START EXTRACTED ENTRIES
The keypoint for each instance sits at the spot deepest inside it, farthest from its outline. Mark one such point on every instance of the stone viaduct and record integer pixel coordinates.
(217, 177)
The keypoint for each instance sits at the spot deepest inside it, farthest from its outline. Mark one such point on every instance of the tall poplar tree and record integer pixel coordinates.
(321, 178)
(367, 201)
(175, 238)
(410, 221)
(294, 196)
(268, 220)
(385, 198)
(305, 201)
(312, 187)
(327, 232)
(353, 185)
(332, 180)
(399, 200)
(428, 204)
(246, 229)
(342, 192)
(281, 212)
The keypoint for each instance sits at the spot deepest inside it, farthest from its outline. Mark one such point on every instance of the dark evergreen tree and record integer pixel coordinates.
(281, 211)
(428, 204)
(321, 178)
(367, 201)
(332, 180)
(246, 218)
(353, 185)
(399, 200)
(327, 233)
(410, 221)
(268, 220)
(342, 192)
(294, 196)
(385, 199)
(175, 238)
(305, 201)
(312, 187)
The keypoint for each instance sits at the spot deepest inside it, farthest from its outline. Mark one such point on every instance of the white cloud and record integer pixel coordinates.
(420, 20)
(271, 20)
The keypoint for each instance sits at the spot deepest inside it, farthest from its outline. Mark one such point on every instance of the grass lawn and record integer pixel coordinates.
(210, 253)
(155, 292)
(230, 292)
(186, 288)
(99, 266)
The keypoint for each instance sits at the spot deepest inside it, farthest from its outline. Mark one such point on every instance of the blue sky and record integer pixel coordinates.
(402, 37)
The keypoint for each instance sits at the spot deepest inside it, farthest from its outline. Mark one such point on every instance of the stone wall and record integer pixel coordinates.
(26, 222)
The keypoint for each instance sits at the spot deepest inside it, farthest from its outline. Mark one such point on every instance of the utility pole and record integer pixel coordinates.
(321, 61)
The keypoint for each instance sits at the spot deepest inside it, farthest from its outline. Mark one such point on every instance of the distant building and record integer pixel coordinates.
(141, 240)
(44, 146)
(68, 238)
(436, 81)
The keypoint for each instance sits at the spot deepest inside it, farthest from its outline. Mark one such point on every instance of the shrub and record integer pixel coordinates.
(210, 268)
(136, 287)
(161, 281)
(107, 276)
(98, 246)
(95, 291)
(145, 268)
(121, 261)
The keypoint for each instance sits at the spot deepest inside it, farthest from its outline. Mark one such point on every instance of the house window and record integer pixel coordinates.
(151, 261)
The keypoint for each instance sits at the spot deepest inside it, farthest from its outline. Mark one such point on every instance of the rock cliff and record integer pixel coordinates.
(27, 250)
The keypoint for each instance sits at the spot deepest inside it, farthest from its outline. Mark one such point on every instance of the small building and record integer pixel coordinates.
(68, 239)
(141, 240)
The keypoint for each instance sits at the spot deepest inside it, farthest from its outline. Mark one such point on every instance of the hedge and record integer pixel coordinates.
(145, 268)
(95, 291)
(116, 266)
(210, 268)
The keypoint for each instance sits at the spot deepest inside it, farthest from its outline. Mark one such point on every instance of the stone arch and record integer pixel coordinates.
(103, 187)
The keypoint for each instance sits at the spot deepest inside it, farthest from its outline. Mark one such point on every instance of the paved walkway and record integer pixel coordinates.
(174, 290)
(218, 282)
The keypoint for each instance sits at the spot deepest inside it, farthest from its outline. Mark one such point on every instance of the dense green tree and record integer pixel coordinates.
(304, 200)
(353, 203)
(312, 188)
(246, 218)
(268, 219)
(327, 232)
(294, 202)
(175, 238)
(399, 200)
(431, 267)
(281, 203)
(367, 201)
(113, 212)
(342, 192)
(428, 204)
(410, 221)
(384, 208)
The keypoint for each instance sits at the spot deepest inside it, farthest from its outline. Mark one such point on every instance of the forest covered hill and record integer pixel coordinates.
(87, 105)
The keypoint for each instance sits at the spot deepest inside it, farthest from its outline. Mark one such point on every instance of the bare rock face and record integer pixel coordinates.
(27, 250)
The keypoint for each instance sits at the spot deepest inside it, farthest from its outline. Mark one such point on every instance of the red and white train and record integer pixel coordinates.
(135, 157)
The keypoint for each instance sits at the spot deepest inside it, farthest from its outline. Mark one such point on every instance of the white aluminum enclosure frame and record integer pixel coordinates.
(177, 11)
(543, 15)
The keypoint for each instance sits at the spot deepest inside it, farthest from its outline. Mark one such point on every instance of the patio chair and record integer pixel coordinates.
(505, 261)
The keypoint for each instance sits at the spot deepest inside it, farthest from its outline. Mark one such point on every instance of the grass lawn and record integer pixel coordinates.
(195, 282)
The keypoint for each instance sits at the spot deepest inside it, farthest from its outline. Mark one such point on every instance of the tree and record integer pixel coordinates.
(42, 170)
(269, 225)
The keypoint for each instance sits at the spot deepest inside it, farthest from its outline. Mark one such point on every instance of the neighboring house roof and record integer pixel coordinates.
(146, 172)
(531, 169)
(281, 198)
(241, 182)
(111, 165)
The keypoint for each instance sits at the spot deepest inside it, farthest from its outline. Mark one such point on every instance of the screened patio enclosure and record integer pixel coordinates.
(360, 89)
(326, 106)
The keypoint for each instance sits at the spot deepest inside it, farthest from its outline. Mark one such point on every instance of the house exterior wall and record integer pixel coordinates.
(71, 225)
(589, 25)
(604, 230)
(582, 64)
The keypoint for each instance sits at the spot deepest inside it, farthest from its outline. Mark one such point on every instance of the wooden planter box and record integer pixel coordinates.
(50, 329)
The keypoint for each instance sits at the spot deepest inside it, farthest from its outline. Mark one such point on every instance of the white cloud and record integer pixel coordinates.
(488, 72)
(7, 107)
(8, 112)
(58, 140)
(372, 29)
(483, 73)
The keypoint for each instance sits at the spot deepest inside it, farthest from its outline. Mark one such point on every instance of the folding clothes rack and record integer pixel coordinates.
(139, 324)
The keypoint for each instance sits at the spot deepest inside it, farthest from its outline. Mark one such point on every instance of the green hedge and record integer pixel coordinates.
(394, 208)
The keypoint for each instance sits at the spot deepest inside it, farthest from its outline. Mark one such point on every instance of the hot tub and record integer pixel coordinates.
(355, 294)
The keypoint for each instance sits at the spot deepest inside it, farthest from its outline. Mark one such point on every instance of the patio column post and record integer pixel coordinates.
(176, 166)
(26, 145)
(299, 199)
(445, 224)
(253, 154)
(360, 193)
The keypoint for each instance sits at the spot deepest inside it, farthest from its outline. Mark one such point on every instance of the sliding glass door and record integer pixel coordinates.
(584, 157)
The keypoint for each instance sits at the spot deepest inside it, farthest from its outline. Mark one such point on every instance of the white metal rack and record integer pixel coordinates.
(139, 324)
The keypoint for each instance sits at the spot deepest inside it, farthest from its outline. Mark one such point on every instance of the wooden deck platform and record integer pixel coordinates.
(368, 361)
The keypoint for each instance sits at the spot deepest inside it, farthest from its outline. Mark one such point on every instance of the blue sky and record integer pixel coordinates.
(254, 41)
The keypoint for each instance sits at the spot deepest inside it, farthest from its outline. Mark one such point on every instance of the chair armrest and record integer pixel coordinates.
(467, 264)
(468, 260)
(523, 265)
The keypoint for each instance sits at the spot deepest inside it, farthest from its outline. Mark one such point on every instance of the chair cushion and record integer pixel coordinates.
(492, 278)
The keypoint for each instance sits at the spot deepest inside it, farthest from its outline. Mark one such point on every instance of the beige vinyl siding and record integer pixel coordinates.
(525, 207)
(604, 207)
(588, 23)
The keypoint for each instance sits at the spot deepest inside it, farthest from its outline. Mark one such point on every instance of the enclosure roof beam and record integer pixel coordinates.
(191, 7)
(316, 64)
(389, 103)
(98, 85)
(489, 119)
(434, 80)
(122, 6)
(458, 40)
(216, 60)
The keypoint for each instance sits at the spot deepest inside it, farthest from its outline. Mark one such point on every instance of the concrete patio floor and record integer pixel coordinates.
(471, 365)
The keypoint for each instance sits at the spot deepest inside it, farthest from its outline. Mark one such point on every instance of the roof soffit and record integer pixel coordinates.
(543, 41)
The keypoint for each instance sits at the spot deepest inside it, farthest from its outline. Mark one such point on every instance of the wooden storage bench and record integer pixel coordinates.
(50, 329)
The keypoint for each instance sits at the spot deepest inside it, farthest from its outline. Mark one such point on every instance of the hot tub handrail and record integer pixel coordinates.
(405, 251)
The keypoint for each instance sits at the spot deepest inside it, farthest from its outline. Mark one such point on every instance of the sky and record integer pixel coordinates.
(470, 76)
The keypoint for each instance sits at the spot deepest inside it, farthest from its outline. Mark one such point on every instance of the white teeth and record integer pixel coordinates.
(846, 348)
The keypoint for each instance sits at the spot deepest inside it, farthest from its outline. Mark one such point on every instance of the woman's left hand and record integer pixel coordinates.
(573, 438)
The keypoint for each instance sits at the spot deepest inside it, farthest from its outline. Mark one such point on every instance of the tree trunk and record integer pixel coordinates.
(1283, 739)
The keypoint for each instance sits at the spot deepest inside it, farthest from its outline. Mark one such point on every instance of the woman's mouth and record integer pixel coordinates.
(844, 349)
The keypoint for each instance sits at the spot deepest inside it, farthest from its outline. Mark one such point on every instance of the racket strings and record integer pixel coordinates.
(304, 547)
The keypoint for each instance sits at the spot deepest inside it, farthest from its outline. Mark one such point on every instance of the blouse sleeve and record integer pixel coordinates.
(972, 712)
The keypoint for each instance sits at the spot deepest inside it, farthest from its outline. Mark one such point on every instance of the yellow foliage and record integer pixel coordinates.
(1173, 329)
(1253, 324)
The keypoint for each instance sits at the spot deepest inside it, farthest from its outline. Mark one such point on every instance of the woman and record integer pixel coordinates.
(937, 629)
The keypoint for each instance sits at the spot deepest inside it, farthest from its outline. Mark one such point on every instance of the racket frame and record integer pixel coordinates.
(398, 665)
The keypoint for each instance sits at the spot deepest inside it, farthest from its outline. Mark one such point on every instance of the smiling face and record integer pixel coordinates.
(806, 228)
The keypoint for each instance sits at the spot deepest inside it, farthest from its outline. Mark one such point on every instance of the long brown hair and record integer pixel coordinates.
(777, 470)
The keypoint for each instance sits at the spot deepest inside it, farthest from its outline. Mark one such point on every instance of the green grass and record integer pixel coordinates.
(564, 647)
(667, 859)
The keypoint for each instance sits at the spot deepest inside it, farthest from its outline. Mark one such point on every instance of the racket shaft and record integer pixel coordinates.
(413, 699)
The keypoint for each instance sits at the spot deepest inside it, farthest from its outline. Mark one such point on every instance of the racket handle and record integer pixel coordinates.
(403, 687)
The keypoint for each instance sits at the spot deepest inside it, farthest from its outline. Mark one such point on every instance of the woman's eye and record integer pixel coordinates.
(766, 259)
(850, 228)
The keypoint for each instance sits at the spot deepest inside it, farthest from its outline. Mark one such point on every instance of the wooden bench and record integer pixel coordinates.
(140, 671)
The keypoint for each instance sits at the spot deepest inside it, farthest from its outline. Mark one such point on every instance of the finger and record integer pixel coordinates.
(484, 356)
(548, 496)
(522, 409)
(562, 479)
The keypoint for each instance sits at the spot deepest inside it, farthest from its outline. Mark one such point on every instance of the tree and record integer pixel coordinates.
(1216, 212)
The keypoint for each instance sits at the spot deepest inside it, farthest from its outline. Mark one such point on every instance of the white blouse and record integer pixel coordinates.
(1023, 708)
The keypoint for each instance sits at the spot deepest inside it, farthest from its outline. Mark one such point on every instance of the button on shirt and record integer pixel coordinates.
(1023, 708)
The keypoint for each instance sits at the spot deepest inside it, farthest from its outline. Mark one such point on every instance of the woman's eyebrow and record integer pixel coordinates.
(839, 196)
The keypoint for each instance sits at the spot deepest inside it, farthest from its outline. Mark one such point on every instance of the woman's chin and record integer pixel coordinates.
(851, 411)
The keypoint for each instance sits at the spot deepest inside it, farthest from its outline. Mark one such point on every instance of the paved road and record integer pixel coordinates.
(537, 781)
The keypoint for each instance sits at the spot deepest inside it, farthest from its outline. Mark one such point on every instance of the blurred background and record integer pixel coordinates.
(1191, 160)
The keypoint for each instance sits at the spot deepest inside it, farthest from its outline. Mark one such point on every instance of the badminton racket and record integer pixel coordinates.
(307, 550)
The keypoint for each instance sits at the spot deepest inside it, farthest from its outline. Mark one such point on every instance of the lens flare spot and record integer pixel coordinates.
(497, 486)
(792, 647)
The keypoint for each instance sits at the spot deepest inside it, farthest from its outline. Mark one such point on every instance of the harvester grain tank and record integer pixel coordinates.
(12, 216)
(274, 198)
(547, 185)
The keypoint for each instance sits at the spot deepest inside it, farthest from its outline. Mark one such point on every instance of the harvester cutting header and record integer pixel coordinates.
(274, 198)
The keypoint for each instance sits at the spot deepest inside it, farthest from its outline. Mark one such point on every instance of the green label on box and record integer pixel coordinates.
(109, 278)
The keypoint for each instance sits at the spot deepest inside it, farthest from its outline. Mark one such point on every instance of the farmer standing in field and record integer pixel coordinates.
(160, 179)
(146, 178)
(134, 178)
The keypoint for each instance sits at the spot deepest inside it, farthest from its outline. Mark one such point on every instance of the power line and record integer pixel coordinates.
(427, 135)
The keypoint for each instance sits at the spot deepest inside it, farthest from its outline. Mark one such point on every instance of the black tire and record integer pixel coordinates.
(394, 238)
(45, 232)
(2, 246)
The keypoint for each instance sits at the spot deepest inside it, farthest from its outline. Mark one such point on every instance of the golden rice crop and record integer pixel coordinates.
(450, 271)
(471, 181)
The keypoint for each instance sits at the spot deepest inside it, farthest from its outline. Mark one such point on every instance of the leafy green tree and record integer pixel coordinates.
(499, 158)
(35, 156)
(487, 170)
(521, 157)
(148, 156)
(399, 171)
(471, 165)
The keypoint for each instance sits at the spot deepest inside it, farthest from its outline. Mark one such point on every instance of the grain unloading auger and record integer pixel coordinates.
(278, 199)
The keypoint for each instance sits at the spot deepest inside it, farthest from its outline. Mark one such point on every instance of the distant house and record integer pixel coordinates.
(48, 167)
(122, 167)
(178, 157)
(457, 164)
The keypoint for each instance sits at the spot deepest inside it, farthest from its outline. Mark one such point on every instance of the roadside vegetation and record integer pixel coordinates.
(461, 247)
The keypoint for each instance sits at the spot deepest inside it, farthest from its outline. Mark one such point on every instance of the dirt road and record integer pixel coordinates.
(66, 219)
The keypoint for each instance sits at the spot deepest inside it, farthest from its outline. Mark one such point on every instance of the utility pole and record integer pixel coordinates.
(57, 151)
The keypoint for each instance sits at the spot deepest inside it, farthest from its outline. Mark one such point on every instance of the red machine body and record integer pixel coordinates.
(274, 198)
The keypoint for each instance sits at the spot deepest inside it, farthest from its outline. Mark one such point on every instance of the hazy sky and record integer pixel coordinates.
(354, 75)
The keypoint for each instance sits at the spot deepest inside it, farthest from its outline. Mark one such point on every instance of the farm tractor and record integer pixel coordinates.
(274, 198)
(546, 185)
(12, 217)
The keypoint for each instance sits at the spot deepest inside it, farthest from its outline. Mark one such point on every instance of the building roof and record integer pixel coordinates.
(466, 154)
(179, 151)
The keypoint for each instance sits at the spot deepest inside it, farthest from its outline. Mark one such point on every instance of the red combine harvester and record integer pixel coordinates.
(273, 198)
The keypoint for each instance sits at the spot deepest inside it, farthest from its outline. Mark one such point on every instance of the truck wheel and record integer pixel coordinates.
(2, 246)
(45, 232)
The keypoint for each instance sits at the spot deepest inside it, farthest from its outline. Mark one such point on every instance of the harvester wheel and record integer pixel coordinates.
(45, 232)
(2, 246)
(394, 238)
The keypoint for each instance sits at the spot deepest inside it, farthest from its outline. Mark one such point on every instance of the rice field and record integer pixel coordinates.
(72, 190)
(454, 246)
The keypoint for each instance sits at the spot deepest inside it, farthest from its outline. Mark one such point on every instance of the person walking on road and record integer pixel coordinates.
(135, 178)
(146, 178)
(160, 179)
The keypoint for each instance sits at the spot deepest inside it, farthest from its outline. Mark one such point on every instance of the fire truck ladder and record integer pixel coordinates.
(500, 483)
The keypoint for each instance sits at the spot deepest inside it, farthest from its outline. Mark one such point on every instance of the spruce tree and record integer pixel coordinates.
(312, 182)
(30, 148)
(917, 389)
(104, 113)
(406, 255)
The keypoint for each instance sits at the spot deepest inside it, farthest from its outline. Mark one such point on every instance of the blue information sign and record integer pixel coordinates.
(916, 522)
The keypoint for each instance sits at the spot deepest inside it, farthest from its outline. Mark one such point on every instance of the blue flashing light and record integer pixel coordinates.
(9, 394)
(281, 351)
END EXTRACTED ENTRIES
In the answer, restate word for word each line from the one with "sign and record integer pixel coordinates." through the end of the material above.

The keypoint for each instance sits at the spot deepest inside it, farthest from its outline. Mark one such point on every instance of the blue information sign and record integer pixel coordinates.
(916, 522)
The keypoint for each instance sits at the spot deepest inside it, farthest from its outline. Mark one such point on every instance of the blue flashing light and record integer pixel coordinates.
(9, 394)
(281, 351)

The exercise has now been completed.